TEXTE DE LA PAGE:

Par conséquent, la société MOLOTOV ne rapporte pas la preuve du caractère abusif de l’action engagée par les sociétés du groupe M6, susceptible de les priver de la possibilité de lui reprocher d’avoir commis des actes de contrefaçon des droits voisins de l’entreprise de communication audiovisuelle et faisant ainsi obstacle à leur action devant ce tribunal. La reproduction et la mise à la disposition au public des programmes des chaînes M6, W9 et 6ter, sans autorisation des sociétés METROPOLE TELEVISION, EDI Y et M6 étant établie, les actes de contrefaçon reprochés à la société MOLOTOV sont donc caractérisés. – contrefaçon de marques

En application des dispositions des articles L. 713-2 et L. 713-3 du code de la propriété intellectuelle « Est interdit, sauf autorisation du titulaire de la marque, l’usage dans la vie des affaires pour des produits ou des services :

1° D’un signe identique à la marque et utilisé pour des produits ou des services identiques à ceux pour lesquels la marque est enregistrée ; 2° D’un signe identique ou similaire à la marque et utilisé pour des produits ou des services identiques ou similaires à ceux pour lesquels la marque est enregistrée, s’il existe, dans l’esprit du public, un risque de confusion incluant le risque d’association du signe avec la marque. »

et « Est interdit, sauf autorisation du titulaire de la marque, l’usage dans la vie des affaires, pour des produits ou des services, d’un signe identique ou similaire à la marque jouissant d’une renommée et utilisé pour des produits ou des services identiques, similaires ou non similaires à ceux pour lesquels la marque est enregistrée, si cet usage du signe, sans juste motif, tire indûment profit du caractère distinctif ou de la renommée de la marque, ou leur porte préjudice ».

S’agissant des marques dont est titulaire la SA METROPOLE TELEVISION, il résulte des procès-verbaux de constat d’huissier précités que les marques n°3661270

et n°3876515 « 6ter » sont reproduites à l’identique sur la plateforme Molotov, tandis que la marque semi-figurative n°3049751 « W9 » est reproduite dans une forme légèrement modifiée, qui correspond au logo de la chaîne du même nom qui emploie un autre type de police et les couleurs grise et violette. Toutefois, un signe est considéré comme identique à la marque s’il reproduit, sans modification ni ajout tous les éléments constituant la marque ou si, considéré dans son ensemble, il recèle des différences si insignifiantes qu’elles peuvent passer inaperçues aux yeux du consommateur moyen. En l’occurrence les différences de police et de couleur apparaissent insignifiantes pour le consommateur moyen, constitué du grand public s’agissant d’une chaîne de télévision, et qui percevra le signe de la même manière, ce d’autant plus que les éléments verbaux sont prédominants dans la marque semi-figurative opposée.

DONNÉES FOURNIES:
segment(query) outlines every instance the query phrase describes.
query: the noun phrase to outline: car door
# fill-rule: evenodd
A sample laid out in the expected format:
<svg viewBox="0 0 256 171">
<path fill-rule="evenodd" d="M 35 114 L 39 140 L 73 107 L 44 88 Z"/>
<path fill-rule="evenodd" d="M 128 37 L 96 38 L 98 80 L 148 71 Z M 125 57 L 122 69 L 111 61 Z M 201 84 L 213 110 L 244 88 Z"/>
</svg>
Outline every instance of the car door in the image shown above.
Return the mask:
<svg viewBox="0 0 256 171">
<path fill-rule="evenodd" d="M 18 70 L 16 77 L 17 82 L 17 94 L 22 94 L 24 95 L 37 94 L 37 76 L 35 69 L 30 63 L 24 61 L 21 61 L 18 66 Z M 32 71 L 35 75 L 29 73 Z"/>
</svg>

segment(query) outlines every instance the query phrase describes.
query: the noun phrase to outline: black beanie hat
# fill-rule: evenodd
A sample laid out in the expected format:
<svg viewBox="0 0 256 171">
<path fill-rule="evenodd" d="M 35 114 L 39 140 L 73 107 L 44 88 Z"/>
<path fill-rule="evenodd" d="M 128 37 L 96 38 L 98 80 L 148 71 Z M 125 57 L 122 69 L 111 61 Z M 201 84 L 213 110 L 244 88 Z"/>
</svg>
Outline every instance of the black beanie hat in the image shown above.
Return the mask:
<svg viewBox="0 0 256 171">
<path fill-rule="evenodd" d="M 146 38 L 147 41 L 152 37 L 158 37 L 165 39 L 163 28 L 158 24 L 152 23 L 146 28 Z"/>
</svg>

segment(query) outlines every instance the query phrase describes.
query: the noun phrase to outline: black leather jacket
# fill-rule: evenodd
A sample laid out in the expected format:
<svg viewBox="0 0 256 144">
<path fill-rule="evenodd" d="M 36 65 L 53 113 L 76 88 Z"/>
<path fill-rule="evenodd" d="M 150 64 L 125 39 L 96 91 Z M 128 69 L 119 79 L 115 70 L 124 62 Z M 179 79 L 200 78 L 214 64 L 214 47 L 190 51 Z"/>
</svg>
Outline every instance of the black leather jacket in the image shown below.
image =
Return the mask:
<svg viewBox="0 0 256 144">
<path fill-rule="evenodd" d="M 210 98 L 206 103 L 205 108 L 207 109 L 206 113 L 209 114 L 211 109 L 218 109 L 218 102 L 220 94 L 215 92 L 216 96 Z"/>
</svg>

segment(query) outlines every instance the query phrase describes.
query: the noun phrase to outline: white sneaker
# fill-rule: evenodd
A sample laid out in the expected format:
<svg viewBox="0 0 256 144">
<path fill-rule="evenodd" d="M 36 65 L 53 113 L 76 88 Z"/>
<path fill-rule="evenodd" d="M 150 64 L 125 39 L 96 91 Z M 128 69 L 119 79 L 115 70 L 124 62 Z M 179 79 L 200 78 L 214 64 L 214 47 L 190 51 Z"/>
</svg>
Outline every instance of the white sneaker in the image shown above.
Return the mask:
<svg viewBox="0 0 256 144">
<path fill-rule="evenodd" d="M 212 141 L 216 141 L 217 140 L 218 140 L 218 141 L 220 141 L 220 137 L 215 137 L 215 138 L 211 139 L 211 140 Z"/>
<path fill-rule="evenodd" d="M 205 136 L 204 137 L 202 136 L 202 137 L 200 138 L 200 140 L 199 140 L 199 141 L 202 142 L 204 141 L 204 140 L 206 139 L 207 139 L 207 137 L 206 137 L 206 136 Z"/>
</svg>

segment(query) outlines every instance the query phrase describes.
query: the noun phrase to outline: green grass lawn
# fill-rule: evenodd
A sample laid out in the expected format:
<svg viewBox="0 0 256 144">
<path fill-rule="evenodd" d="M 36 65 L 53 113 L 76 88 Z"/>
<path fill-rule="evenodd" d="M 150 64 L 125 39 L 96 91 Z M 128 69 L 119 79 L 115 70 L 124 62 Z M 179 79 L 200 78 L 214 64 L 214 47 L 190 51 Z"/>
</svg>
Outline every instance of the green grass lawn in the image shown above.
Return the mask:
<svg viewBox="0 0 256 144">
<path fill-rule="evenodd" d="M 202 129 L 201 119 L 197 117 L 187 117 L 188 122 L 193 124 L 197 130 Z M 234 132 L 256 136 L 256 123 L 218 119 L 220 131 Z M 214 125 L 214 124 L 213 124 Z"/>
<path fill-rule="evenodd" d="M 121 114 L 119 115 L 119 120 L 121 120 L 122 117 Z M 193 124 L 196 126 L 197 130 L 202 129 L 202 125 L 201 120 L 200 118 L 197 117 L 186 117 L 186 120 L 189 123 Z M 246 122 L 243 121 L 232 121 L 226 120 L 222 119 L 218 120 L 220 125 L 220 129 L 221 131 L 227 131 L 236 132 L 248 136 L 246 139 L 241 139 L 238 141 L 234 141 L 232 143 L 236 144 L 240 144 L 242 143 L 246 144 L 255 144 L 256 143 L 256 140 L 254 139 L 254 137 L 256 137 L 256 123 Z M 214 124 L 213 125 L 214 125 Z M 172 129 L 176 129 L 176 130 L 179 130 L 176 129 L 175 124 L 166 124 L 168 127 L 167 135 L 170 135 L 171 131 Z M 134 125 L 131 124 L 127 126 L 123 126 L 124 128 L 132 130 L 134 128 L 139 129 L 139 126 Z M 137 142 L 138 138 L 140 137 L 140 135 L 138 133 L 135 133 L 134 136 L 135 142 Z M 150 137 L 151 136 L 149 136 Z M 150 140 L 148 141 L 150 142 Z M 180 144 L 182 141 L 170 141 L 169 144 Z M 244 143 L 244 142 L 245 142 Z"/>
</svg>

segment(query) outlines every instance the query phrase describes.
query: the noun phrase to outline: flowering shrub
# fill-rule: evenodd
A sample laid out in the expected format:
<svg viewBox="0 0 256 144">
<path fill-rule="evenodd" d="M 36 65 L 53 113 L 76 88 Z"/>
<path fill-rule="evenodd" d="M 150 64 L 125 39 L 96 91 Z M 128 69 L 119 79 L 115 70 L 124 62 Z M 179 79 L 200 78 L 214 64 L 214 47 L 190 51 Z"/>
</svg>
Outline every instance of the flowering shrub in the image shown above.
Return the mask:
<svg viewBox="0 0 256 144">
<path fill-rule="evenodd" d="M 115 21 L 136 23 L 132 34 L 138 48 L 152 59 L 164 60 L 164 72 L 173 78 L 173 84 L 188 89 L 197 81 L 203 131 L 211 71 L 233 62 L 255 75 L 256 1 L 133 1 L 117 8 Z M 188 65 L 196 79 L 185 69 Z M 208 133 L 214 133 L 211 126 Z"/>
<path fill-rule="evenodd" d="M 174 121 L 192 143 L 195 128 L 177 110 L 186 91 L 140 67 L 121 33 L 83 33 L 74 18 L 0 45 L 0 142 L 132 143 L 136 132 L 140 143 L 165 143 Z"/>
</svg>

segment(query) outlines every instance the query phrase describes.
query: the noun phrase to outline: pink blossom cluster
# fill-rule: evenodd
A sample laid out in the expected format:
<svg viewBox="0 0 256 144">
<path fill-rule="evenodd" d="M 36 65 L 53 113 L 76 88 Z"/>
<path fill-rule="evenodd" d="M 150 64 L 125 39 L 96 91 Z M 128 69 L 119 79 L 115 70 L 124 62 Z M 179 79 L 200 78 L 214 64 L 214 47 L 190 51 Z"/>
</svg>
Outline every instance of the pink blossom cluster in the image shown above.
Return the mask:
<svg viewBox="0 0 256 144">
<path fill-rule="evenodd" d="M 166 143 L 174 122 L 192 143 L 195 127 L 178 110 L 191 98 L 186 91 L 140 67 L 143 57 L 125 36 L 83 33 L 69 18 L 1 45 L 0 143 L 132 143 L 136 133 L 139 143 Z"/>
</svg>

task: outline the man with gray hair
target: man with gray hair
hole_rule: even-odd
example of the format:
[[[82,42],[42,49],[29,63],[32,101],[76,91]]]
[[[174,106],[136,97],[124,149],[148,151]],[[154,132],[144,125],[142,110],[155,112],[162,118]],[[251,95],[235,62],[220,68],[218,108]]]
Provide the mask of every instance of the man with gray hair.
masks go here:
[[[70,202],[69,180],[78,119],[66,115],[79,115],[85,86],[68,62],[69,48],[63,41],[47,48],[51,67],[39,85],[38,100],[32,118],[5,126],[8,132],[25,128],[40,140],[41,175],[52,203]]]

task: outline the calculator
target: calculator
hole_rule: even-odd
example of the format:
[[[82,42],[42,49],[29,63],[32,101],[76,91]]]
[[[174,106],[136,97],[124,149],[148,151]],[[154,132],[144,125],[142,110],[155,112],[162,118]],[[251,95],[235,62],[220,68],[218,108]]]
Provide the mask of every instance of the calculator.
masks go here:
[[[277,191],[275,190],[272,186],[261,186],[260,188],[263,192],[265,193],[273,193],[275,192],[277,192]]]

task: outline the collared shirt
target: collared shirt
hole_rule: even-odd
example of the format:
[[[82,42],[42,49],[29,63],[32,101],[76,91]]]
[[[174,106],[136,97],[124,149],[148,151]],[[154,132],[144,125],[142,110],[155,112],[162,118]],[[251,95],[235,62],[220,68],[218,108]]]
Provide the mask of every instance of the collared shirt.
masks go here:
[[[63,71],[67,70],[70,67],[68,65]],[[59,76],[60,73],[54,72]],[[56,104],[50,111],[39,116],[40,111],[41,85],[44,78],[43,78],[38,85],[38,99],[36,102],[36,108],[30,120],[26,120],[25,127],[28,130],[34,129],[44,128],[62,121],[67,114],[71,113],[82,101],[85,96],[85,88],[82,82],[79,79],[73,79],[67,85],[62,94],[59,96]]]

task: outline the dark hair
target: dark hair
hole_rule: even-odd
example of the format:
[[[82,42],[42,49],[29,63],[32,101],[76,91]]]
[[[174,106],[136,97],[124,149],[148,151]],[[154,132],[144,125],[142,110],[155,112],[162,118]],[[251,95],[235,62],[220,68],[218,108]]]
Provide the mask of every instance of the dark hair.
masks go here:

À FAIRE:
- 1) Répondez aux questions suivantes à partir du texte de la page.
(a) De quelles chaînes les programmes ont-ils été reproduits et mis à la disposition du public sans autorisation ?
(b) Quels articles du code de la propriété intellectuelle sont invoqués ?
(c) Quelles couleurs le logo de la chaîne W9 emploie-t-il ?
- 2) Dressez la liste de toutes les sociétés nommées dans le texte de la page.
- 3) Indiquez si chacune des affirmations suivantes concorde avec le texte de la page, en citant les mots qui permettent de trancher.
(a) La marque « W9 » est reproduite à l'identique sur la plateforme Molotov.
(b) La société MOLOTOV a prouvé le caractère abusif de l'action engagée contre elle.
(c) Dans la marque semi-figurative opposée, les éléments verbaux l'emportent.

RÉPONSES FOURNIES:
- 1)
(a) M6, W9 et 6ter.
(b) Les articles L. 713-2 et L. 713-3.
(c) Le gris et le violet.

- 2) MOLOTOV, METROPOLE TELEVISION, EDI Y, M6

- 3)
(a) Non : « la marque semi-figurative n°3049751 « W9 » est reproduite dans une forme légèrement modifiée ».
(b) Non : « la société MOLOTOV ne rapporte pas la preuve du caractère abusif de l’action engagée par les sociétés du groupe M6 ».
(c) Oui : « les éléments verbaux sont prédominants dans la marque semi-figurative opposée ».